## Stated task
Gather every line in the records below that contains the word "snowy".

(Pointing dataset records)
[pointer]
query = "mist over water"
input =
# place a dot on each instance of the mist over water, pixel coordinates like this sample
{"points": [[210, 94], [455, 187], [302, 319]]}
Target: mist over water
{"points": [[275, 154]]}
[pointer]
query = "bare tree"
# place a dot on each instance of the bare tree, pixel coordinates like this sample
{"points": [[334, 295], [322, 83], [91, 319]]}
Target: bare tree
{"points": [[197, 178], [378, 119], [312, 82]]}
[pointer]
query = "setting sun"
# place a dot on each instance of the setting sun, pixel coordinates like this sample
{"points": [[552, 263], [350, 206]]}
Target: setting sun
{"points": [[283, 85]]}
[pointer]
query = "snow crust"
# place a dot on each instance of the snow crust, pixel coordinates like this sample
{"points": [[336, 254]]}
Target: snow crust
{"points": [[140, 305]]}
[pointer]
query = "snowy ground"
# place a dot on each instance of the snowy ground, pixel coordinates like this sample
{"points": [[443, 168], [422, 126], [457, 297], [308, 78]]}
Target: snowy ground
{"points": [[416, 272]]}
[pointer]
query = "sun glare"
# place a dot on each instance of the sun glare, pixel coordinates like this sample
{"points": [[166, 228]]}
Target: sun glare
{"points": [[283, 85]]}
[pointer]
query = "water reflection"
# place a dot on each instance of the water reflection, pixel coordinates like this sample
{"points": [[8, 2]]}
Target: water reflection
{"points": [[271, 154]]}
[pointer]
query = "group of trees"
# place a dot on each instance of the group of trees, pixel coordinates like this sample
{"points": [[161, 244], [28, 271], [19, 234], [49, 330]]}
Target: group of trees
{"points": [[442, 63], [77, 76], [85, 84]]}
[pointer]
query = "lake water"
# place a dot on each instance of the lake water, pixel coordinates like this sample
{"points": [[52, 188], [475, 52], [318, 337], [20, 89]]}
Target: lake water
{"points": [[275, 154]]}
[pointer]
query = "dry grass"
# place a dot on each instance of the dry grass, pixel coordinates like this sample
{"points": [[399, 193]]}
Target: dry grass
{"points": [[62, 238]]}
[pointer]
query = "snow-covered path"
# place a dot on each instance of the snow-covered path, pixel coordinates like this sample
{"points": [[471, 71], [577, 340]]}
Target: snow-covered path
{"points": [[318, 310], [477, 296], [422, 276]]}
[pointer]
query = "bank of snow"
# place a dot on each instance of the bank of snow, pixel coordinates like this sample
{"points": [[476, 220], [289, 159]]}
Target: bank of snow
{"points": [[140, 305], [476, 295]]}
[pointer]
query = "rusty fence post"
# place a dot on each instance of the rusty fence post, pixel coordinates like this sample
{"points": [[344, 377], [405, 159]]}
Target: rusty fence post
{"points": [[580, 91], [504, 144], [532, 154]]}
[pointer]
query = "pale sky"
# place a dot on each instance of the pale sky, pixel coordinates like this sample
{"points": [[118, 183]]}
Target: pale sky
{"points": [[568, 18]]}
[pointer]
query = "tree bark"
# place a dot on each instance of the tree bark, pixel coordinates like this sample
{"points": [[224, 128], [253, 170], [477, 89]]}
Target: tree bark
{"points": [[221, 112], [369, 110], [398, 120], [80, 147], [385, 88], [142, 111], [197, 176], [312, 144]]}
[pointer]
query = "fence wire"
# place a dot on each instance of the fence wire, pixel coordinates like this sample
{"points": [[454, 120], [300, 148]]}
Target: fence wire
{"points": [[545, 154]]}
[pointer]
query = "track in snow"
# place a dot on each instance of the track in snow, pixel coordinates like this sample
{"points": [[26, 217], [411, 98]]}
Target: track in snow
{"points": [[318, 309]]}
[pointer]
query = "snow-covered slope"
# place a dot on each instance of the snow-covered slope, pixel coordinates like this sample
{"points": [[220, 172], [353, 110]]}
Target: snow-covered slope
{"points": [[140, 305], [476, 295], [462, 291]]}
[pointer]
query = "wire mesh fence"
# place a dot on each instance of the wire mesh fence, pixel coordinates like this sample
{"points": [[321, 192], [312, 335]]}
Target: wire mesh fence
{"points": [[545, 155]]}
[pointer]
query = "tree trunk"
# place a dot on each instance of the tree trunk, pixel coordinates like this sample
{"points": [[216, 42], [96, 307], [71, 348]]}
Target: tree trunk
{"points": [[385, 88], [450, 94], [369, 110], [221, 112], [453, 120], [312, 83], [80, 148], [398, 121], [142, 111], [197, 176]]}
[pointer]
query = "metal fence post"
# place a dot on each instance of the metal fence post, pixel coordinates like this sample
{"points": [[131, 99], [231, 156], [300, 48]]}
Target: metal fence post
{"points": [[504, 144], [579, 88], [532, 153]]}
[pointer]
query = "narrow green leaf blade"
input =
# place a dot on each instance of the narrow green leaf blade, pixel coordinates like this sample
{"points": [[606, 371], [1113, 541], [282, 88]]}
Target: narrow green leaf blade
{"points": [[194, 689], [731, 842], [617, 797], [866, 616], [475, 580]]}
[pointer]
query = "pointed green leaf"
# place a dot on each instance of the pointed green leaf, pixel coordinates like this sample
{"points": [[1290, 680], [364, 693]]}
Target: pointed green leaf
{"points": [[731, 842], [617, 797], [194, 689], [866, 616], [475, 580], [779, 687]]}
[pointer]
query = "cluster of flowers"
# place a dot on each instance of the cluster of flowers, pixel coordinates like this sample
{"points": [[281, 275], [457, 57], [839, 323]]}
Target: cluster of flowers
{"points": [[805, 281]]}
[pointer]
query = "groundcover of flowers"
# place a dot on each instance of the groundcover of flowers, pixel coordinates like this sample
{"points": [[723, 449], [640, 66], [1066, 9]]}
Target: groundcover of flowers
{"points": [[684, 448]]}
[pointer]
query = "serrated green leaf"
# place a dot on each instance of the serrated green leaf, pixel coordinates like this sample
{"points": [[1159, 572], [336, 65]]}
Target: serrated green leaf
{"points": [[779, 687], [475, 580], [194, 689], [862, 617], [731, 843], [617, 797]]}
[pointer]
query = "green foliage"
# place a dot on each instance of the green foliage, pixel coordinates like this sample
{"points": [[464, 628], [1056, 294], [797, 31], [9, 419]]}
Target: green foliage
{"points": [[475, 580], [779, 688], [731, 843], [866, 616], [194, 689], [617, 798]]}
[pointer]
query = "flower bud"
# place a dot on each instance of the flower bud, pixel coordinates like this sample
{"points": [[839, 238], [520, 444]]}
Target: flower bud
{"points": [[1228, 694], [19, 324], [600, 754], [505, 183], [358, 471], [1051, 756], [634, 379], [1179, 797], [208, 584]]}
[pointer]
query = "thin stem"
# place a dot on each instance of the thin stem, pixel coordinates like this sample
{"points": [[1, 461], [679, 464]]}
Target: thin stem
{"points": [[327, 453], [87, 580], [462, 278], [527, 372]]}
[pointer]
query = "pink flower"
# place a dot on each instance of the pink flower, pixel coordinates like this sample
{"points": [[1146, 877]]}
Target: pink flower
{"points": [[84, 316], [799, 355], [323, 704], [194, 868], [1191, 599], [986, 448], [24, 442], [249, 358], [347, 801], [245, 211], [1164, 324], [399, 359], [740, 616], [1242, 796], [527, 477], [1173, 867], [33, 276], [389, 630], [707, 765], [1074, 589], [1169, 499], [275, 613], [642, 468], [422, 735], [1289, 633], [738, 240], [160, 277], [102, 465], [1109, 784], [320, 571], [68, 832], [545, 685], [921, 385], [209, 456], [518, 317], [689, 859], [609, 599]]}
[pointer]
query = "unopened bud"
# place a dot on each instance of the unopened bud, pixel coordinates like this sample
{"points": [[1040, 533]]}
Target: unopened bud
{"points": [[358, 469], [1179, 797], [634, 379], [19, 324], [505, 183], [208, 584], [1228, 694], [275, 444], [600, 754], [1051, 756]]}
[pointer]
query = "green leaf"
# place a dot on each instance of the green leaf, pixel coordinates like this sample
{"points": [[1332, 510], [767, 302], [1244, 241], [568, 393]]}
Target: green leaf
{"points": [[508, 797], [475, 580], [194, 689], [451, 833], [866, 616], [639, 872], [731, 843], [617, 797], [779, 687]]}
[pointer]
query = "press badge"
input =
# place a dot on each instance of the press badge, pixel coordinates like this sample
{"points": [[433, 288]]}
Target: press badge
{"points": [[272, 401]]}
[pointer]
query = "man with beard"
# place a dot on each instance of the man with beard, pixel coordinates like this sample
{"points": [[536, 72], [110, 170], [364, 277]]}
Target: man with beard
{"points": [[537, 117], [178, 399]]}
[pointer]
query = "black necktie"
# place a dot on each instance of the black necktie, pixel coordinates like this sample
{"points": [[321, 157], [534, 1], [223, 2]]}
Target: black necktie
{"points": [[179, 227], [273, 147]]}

## Solved exercise
query = "snowy ground"
# place a dot on each instance of the snowy ground, pixel coordinates like this sample
Target: snowy ground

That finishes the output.